## [Task requirements]
Please turn the records below into a numbered list, one line per item, leaving out any blank lines.

▼

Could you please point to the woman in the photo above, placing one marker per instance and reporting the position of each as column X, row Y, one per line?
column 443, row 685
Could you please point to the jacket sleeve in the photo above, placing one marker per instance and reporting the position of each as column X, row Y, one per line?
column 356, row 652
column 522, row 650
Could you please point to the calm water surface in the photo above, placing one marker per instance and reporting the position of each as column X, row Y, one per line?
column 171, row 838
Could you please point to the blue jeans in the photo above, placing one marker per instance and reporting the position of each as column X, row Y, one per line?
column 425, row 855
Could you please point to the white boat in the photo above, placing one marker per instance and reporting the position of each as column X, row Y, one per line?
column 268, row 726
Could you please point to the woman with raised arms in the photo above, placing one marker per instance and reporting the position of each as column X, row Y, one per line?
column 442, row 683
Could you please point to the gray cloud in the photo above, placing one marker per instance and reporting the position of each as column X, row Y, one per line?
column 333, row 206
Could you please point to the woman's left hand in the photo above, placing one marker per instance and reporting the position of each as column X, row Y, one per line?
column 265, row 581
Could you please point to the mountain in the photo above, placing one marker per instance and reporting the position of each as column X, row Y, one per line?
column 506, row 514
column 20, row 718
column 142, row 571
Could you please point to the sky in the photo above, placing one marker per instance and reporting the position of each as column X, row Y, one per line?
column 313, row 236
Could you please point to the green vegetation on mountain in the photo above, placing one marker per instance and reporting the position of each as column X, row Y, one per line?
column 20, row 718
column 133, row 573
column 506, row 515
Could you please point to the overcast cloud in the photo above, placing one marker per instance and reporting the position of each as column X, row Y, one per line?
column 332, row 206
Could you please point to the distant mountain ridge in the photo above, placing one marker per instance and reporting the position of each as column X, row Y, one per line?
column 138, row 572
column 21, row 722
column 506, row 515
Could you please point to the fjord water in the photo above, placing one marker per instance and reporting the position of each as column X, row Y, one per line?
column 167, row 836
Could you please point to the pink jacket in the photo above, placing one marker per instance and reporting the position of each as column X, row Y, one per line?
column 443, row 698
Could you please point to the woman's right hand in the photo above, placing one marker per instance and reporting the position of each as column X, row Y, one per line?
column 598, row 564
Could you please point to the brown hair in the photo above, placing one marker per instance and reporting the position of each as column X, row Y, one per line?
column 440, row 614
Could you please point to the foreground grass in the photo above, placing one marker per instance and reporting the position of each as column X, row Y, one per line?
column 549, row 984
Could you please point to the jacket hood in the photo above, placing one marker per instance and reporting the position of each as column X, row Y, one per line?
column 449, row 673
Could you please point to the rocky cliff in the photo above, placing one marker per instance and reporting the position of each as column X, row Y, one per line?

▲

## [Task solution]
1. Could you please point to the woman in the photo above, placing one marker per instance and reporting the position of each as column X, row Y, one per line?
2. column 443, row 685
3. Could you please point to the jacket sleeve in the photo above, placing one marker per instance and reporting the position of each as column X, row Y, one per line?
4. column 356, row 652
5. column 522, row 650
6. Could you please point to the calm water surface in the photo above, placing one marker per instance and reporting the position of each as column X, row Y, one per line?
7. column 171, row 838
8. Could you please point to the blue jeans in the photo above, placing one marker per instance and reporting the position of each as column X, row Y, one per line?
9. column 425, row 855
10. Could you please point to the white boat in the photo above, placing one marker per instance and reporting the position of each as column X, row Y, one per line?
11. column 268, row 726
12. Could you please point to the woman with raised arms in the photo above, placing one marker per instance and reporting the position of each as column X, row Y, one per line?
13. column 442, row 683
14. Could you please point to the gray cloud in the photo above, placing one marker per instance and reporting the position of each as column X, row Y, one per line?
15. column 333, row 206
16. Could you please point to the woman's left hand in the photo above, placing one marker per instance and reporting the position of each as column X, row Y, one per line?
17. column 265, row 581
18. Could you please point to the mountain in the photo above, placing one marker per instance and reporting the position of each as column X, row Y, one per line?
19. column 506, row 514
20. column 20, row 718
21. column 142, row 571
22. Could you please point to the sky in the photo above, placing one marker per instance and reporting the position of each as column X, row Y, one per line?
23. column 313, row 236
24. Could you please point to the green vegetation on mountain in the photo above, placing one marker per instance and reporting the position of each as column X, row Y, one per line?
25. column 20, row 718
26. column 133, row 573
27. column 506, row 515
28. Could you please point to the overcast cloud in the photo above, placing one marker per instance and reporting the position of each as column X, row Y, one per line?
29. column 332, row 206
30. Could you please point to the distant mountain ridge in the photo above, placing one marker per instance and reporting the position of each as column X, row Y, one per line?
31. column 138, row 572
32. column 21, row 722
33. column 506, row 515
34. Could you please point to the fjord water in the photo above, placing one marker per instance and reporting the position of each as column X, row Y, one per line?
35. column 167, row 836
36. Could you please point to the pink jacket in the photo above, placing one marker per instance and reporting the position of each as column X, row Y, one per line?
37. column 443, row 698
38. Could you please point to the woman's right hand in the photo above, placing one marker per instance and reporting the position of each as column X, row Y, one per line?
39. column 598, row 564
40. Could you please point to the brown hair in the photo above, placing one marker per instance and reporting the position of each as column X, row Y, one per line?
41. column 440, row 614
42. Could you please point to the foreground grass in the photo above, placing one marker per instance and reporting the position of each as column X, row Y, one per line?
43. column 549, row 984
44. Could you please point to the jacket hood in the photo above, placing one marker per instance and reporting the position of each as column X, row Y, one per line?
45. column 449, row 673
46. Could you please point to the rocky cliff in the photo above, placing one marker per instance and reporting the position of each as column X, row Y, one per line?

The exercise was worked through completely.